SOURCE PASSAGE:
▬▬▬▬▬▬

Foreclosure Filings Rise 7%

Does Your Foreclosure Defense Attorney Make the Cut?

It is all over the news. According to one of the industry experts for tracking this type of information, RealtyTrac, U.S. foreclosure filings rose seven percent (7%) in October 2011. So what does this mean? It means if you are one of the millions of homeowners who have fallen behind in their mortgage payments you better talk to an attorney and evaluate your options.

“What?” you ask.  “I have options? How can that be? I owe the money….” Believe me, YOU HAVE OPTIONS!

The real question you should be asking yourself:  How can I (a regular person) determine if the attorney I am speaking with (supposedly an expert in this area) actually knows what they are doing? Do they have the expertise to legally “work the system” so I can stay in my home for many years to come, despite the fact that I have not paid my mortgage payments. The Top Five List below provides some guidance and insight.

▬▬▬▬▬▬

PARTS OF THE EXERCISE:
[1] Retype the foreclosure article word for word, between "It is all over" and "evaluate your options.", inclusive.
[2] Extend the article on foreclosure filings and choosing a defense attorney, picking up right after its final sentence.

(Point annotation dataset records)
▬▬▬▬▬▬

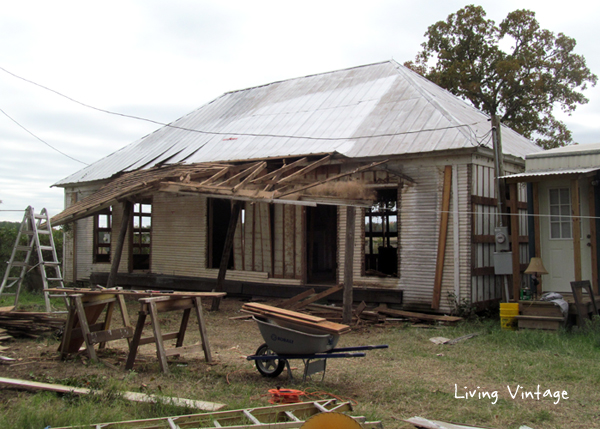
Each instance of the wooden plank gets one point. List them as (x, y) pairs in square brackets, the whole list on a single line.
[(317, 297), (594, 243), (443, 235), (576, 228), (110, 335), (349, 264), (288, 303), (118, 251), (282, 311), (131, 396), (514, 239), (422, 316)]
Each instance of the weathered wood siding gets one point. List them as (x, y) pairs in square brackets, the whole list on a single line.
[(485, 285)]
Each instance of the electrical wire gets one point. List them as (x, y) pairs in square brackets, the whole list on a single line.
[(46, 143), (235, 133)]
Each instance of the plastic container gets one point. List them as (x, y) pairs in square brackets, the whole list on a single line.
[(508, 311)]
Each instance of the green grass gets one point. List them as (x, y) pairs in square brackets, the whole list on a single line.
[(414, 377)]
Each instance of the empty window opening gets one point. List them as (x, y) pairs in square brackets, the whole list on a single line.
[(141, 235), (381, 234), (102, 235)]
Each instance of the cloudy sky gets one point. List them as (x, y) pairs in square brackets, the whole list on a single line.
[(162, 59)]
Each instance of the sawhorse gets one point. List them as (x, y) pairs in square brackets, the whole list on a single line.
[(156, 305), (82, 326)]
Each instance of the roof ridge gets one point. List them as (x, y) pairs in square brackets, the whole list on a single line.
[(410, 76)]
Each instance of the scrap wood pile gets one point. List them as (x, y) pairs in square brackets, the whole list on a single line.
[(28, 324), (361, 313)]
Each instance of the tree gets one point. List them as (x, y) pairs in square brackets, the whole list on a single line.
[(521, 85)]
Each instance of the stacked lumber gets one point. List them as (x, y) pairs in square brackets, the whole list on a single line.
[(30, 324), (295, 318)]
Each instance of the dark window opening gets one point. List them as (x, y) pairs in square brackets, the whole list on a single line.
[(321, 244), (141, 235), (102, 231), (218, 223), (381, 235)]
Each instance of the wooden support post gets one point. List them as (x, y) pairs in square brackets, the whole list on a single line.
[(514, 240), (576, 231), (443, 235), (537, 230), (593, 238), (116, 257), (349, 264), (233, 220)]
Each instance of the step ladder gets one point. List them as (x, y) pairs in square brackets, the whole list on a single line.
[(35, 234)]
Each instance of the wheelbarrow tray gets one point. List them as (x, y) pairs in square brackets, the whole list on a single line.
[(285, 340)]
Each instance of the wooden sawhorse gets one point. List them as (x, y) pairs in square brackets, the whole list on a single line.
[(82, 326), (156, 305)]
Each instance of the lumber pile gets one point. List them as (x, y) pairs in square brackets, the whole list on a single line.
[(304, 310), (295, 318), (29, 324)]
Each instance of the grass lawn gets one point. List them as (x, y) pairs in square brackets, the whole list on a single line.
[(490, 380)]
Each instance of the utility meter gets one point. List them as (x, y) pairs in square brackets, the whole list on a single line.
[(501, 239)]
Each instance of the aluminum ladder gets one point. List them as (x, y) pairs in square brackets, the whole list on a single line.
[(28, 239)]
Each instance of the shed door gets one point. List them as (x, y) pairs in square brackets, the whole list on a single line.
[(557, 235)]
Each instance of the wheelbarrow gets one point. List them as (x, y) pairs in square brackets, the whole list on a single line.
[(284, 343)]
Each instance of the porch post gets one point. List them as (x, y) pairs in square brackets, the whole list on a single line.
[(349, 264), (576, 231), (514, 238), (235, 214), (125, 221)]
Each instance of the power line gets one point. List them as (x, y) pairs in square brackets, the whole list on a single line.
[(235, 133), (46, 143)]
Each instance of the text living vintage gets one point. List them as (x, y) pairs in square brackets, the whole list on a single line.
[(515, 393)]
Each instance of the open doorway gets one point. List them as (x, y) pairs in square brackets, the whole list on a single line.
[(321, 244)]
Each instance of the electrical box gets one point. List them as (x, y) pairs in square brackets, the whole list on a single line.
[(501, 238), (502, 263)]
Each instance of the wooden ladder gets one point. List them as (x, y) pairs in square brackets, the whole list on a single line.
[(28, 239)]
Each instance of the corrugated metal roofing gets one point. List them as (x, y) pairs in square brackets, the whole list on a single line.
[(380, 109), (552, 172)]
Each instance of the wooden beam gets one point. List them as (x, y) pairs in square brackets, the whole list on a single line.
[(593, 241), (576, 231), (131, 396), (349, 264), (233, 220), (125, 221), (537, 230), (443, 235), (260, 167), (307, 169), (514, 239), (279, 194)]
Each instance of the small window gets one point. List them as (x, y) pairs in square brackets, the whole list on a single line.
[(102, 234), (560, 213), (381, 235), (141, 235)]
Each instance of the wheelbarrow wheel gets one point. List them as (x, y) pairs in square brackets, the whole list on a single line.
[(269, 368)]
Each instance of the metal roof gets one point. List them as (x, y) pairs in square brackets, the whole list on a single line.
[(523, 177), (379, 109)]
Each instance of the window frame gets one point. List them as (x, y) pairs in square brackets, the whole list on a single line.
[(99, 257), (560, 218)]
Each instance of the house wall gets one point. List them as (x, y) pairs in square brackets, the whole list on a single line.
[(271, 248)]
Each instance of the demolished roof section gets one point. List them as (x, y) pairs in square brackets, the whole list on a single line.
[(273, 181), (379, 109)]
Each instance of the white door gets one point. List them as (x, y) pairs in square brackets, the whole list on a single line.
[(557, 235)]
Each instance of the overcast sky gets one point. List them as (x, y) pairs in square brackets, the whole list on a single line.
[(163, 59)]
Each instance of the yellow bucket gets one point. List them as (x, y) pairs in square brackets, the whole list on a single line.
[(508, 311)]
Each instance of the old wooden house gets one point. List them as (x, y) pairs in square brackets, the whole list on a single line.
[(564, 186), (413, 160)]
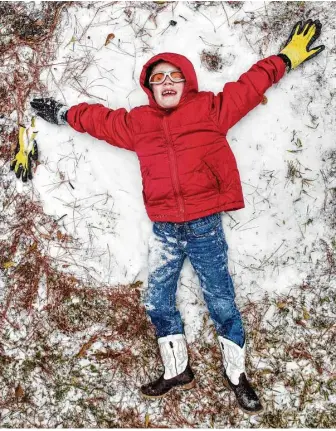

▬▬▬▬▬▬

RESULTS:
[1]
It is all over the news. According to one of the industry experts for tracking this type of information, RealtyTrac, U.S. foreclosure filings rose seven percent (7%) in October 2011. So what does this mean? It means if you are one of the millions of homeowners who have fallen behind in their mortgage payments you better talk to an attorney and evaluate your options.

[2]
TOP FIVE LIST

You know the attorney you are speaking with should NOT be hired as your foreclosure defense attorney when…

1.       They do not ask you if the mortgage was an original home loan or a refinance and if it was a refinance, if it is less than three years old.

2.       You shared with them you would like to apply for a loan modification and they do not suggest using a HUD counselor (these counselors are FREE).

3.       They tell you that because you did not pay your mortgage you do not have a case.

4.       They tell you that it’s too late to do anything when you share your home has been auctioned off by the sheriff without first asking if the sale has been confirmed by the court and a host of other questions.

5.       They will not let you pay a flat rate of $300 a month after paying the initial retainer fee of $1,500 for their services.

This is your home and it is your future. Do not let the attorneys you call for help intimidate you. Take the time to ask questions. Take the time to find an attorney who knows how to utilize the legal system to your advantage at a price that keeps you out of the poor house and in your home for as long as legally possible.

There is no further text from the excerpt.